(Photo-based referring expression data)
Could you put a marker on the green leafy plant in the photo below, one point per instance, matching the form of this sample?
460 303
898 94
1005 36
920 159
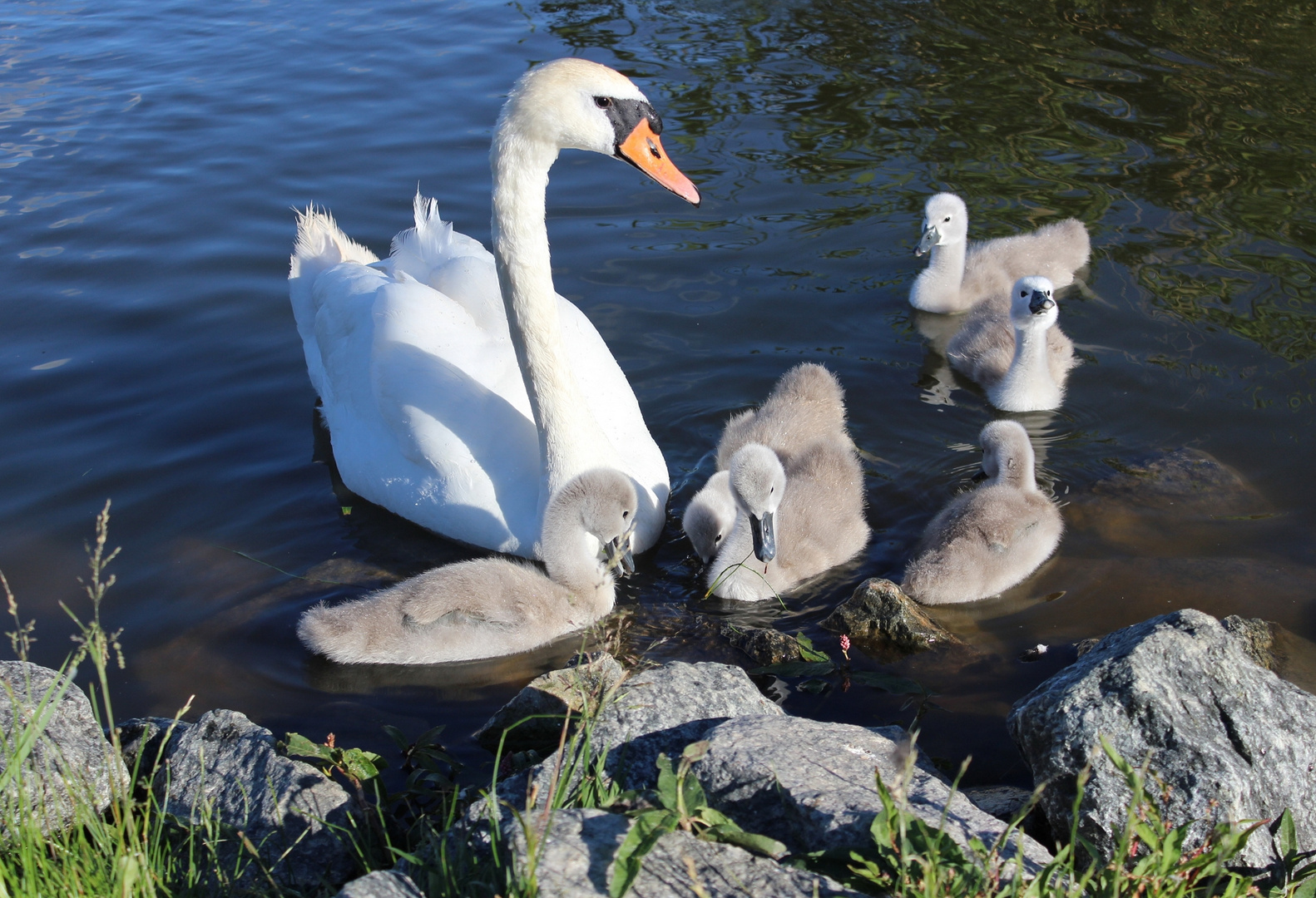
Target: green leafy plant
682 805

## Task to carry out
Return the lines of the data above in full and exactly, with no pictures.

## Response below
Could you put a marker on the green leafy plant in the photo below, one point per instance, matching the form of this sample?
460 303
898 94
1005 36
920 159
Target: green leafy plant
682 805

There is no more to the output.